(Text segment begins)

Conversation in Sicily
- 1942 Italian edition
- Author: Elio Vittorini
- Original title: Conversazione in Sicilia
- Translator: Alane Salierno Mason
- Language: English
- Genre: Fiction
- Publisher: Bompiani (1942)
- Publication date: 1941 (Italian) 1948 (English)
- Publication place: Italy
- Media type: Print (Hardback & Paperback)
- ISBN: 1-84195-450-0
- OCLC: 56645056

= Conversations in Sicily =

Novel by Elio Vittorini

Conversazione in Sicilia (/it/) is a novel by the Italian author Elio Vittorini. It originally appeared in serial form in the literary magazine Letteratura in 1938–1939, and was first published in book form under the title Nome e Lagrime in 1941. The story concerns Silvestro Ferrauto and his return to Sicily after a long absence. Major themes of the work are detachment, poverty, exploitation and marital fidelity and respect.

Conversazione in Sicilia literally translates to English as Conversation in Sicily; English translations have appeared under that title and a variety of other titles, including In Sicily and Conversations in Sicily. The first US edition contains a foreword by Ernest Hemingway, reprinted in several later editions.

==Plot summary==
Silvestro Ferrauto, a Sicilian typesetter living in Milan, is overcome by inexplicable feelings of despair. Prompted by a letter revealing his father's abandonment of his mother, Ferrauto decides impulsively to return to Sicily, a place he left at the age of 15. His journey unfolds almost without conscious choice, leading him into conversations with various Sicilians along the way. Through these encounters and his reunion with his homeland, Ferrauto gains a new perspective on his mother, finding solace from his despair. In a moment of intoxication, he appears to converse with his deceased brother or a vision of him at the age he was in life. The novel concludes with a poignant scene where Ferrauto's father weeps in the kitchen, while his mother tenderly tends to him by washing his feet.

(Text segment ends)
(Source material begins)

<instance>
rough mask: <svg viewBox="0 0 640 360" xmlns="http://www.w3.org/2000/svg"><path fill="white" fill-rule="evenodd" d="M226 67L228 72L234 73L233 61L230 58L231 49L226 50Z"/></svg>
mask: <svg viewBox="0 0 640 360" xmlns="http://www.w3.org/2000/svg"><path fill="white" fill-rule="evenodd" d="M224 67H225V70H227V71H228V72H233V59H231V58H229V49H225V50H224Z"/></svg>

(Source material ends)

Using the information
1/ According to the page on Conversation in Sicily, who wrote the foreword to the first US edition?
2/ For each statement below, state whether it agrees with the page on Conversation in Sicily, and quote the words of the page that decide it.
(a) The work first appeared in serial form in the magazine Letteratura.
(b) Silvestro Ferrauto works as a typesetter in Rome.
(c) The novel ends with Ferrauto's mother washing his father's feet.
3/ Write the next part of the page on Conversation in Sicily, starting after its final sentence.
The material is not required for anything asked here.

Set of answers
1/ Ernest Hemingway.

2/
(a) Yes: "It originally appeared in serial form in the literary magazine Letteratura in 1938–1939"
(b) No: "a Sicilian typesetter living in Milan"
(c) Yes: "The novel concludes with a poignant scene where Ferrauto's father weeps in the kitchen, while his mother tenderly tends to him by washing his feet."

3/
==Characters==
- Silvestro Ferrauto - the protagonist
- The Father - appears in the end while the mother is washing his feet
- The Wife - never appears in person
- Sicilian orange pickers - first conversation is with a Sicilian labourer
- "With Mustache" - a Sicilian policeman on the train, a state functionary
- "Without Mustache" - a Sicilian policeman on the train, a state functionary
- The Big Lombard - a Sicilian on the train
- Concezione Ferrauto - the mother
- Grandpa - the father of the mother, deceased
- Calogero - the Knife Grinder
- Ezechiele - the saddlemaker
- Porfirio - the draper
- Colombo - the vintner
- Liborio - the brother, deceased

==Literary significance and criticism==
The novel is usually interpreted by critics as either a criticism of Fascist Italy, disguised by the use of allegoric figures and by the adoption of a non-realistic style, or as the chronicle of a dream-like voyage. Themes revolving around social injustice, which will be central in Vittorini's future work, are already present:

In 1936 Vittorini began writing his most important novel, Conversazione in Sicilia..., the clearest expression of his anti-fascist feelings. The action of the book is less important than the emotional agony of its hero, brought on by his constant consciousness of fascism, war, and the plight of his brothers. Recognizing the novel’s power, the fascist government censored its serialization in Letteratura in 1936–38 and even withdrew an entire issue of that periodical from circulation. In 1942, after publication of the book, Vittorini was called in for questioning and finally was imprisoned in 1943.
— Encyclopædia Britannica

The protagonist and author share many of the same experiences - growing up in a railway family, travelling widely by rail around Sicily and Italy, working in northern Italy as a typesetter, and illness.

==Adaptation==
The novel serves as the basis for Jean-Marie Straub and Danièle Huillet's film Sicilia!.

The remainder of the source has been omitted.